■ **Material supplied**:
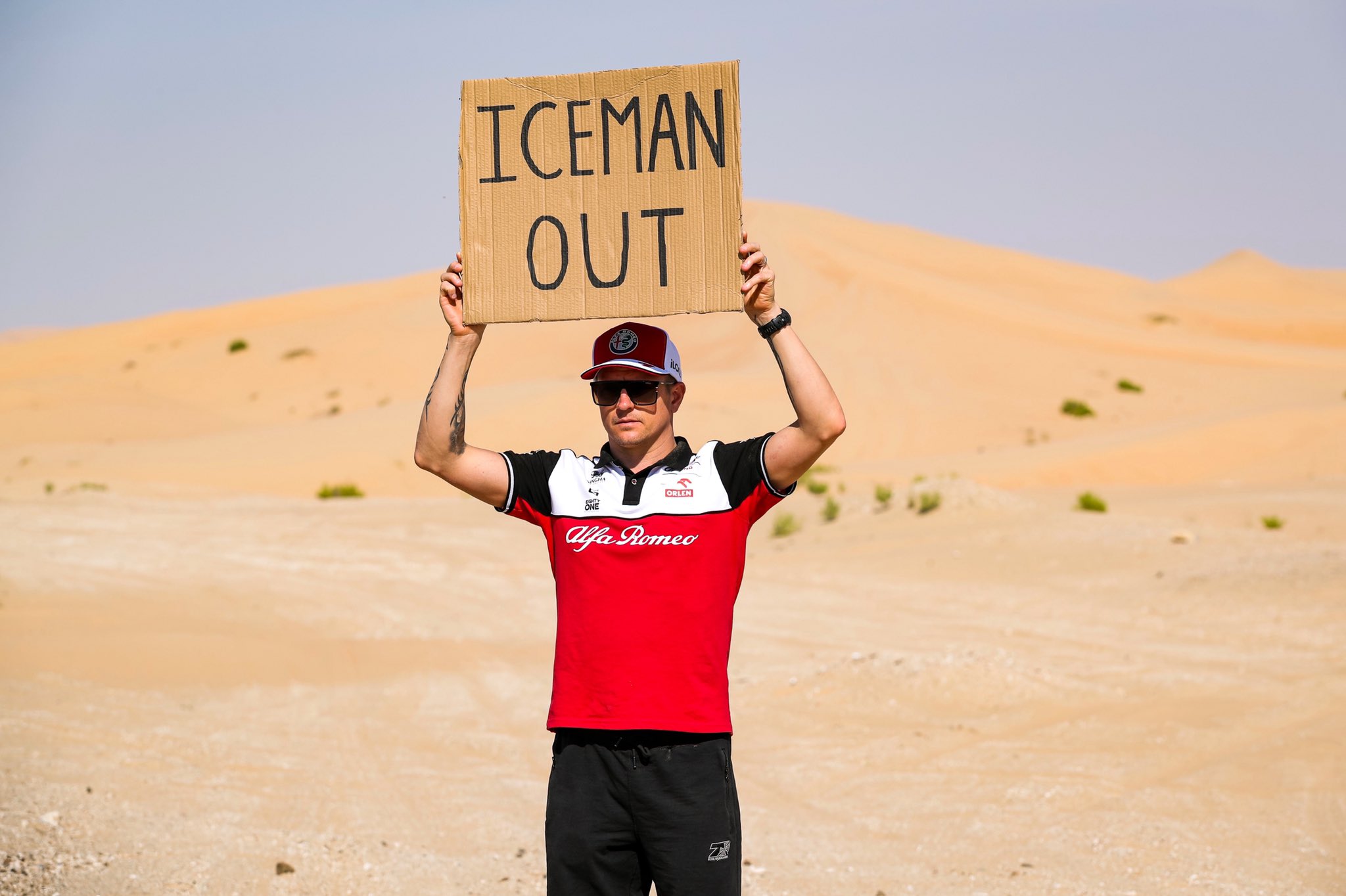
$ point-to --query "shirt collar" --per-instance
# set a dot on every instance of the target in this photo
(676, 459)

* * *

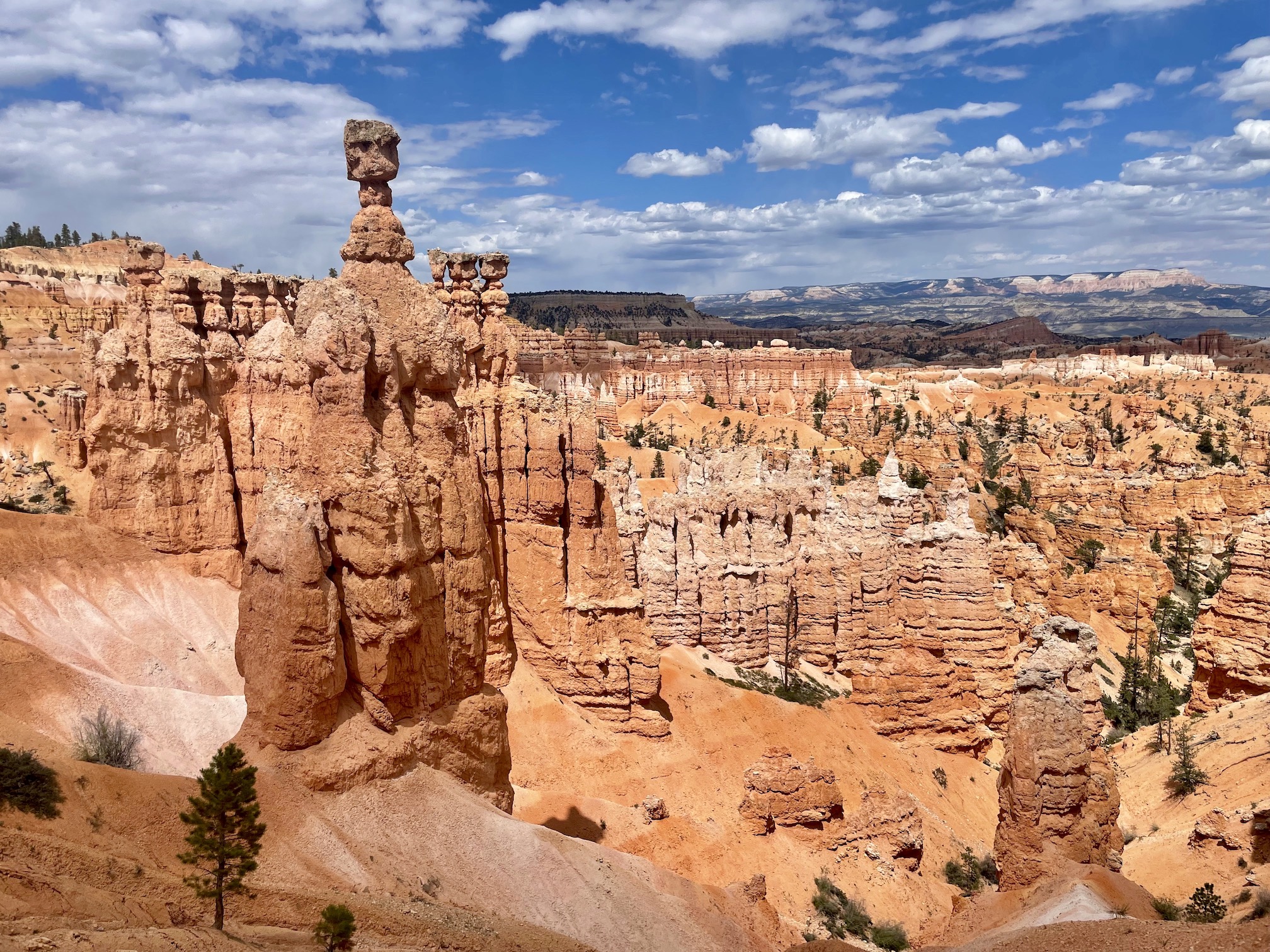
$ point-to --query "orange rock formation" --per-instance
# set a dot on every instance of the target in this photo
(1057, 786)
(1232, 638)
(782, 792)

--

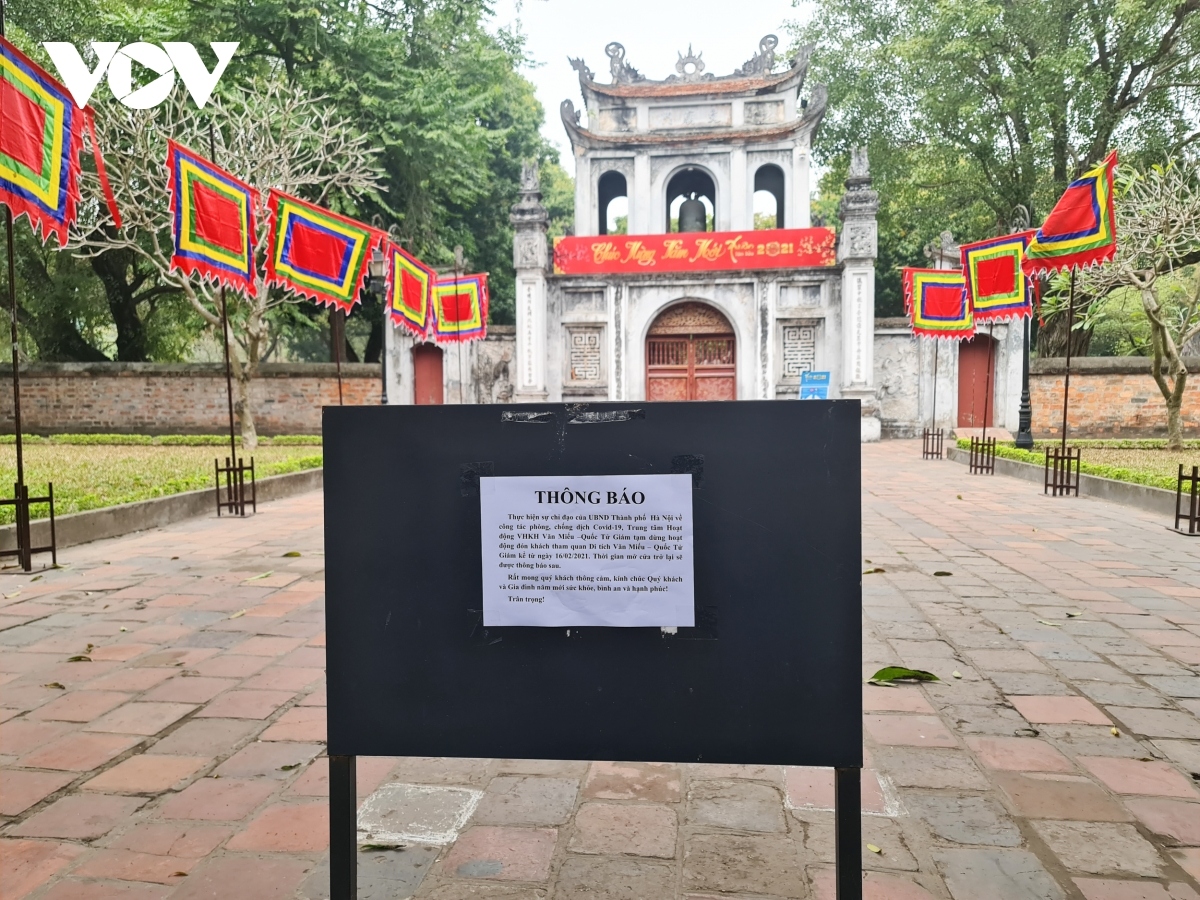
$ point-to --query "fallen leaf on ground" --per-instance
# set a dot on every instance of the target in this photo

■ **Work required**:
Pick out each line of the material above that contains the string "query", and copy those lines unchanged.

■ **Reply**:
$ point-to --query "shirt collar" --per-instance
$ point-to --query "orange rock formation" --per-instance
$ point-to --query "fallen leaf on ground" --per-instance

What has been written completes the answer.